■ Article:
--- --- ---

The act of the U.S. Congress and Administration wantonly violates the three Sino-U.S. joint communiqués, severely infringes upon China’s sovereignty, brutally interferes in China’s internal affairs, and tramples on the basic norms governing international relations, and for this we express our utmost indignation and strong opposition.
Taiwan is but a province of China no matter how Lee Teng-hui tries to blur this. This fact is universally recognized by the international community including the United States.
As part of China, Taiwan is not qualified nor entitled to participate in any international organization that only sovereign countries can enter. This is a most basic principle guiding international relations that nobody can negate.

--- --- ---

■ Material provided:
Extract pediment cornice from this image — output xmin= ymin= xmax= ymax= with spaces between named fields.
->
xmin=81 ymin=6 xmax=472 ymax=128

--- --- ---

■ Objective 1:
In the statement on Taiwan, can you write out the passage starting with "The act of the" and going on through "nobody can negate.", swapping "international relations" for "global relations"?
■ Objective 2:
Answer these questions about the statement on Taiwan:
(a) How many Sino-U.S. joint communiqués does it say the act of the U.S. Congress and Administration violates?
(b) Who does it say tries to blur the fact that Taiwan is a province of China?
(c) What kind of international organization does it say Taiwan is not entitled to participate in?

■ Written answer 1:
The act of the U.S. Congress and Administration wantonly violates the three Sino-U.S. joint communiqués, severely infringes upon China’s sovereignty, brutally interferes in China’s internal affairs, and tramples on the basic norms governing global relations, and for this we express our utmost indignation and strong opposition.
Taiwan is but a province of China no matter how Lee Teng-hui tries to blur this. This fact is universally recognized by the international community including the United States.
As part of China, Taiwan is not qualified nor entitled to participate in any international organization that only sovereign countries can enter. This is a most basic principle guiding global relations that nobody can negate.

■ Written answer 2:
(a) Three.
(b) Lee Teng-hui.
(c) Any international organization that only sovereign countries can enter.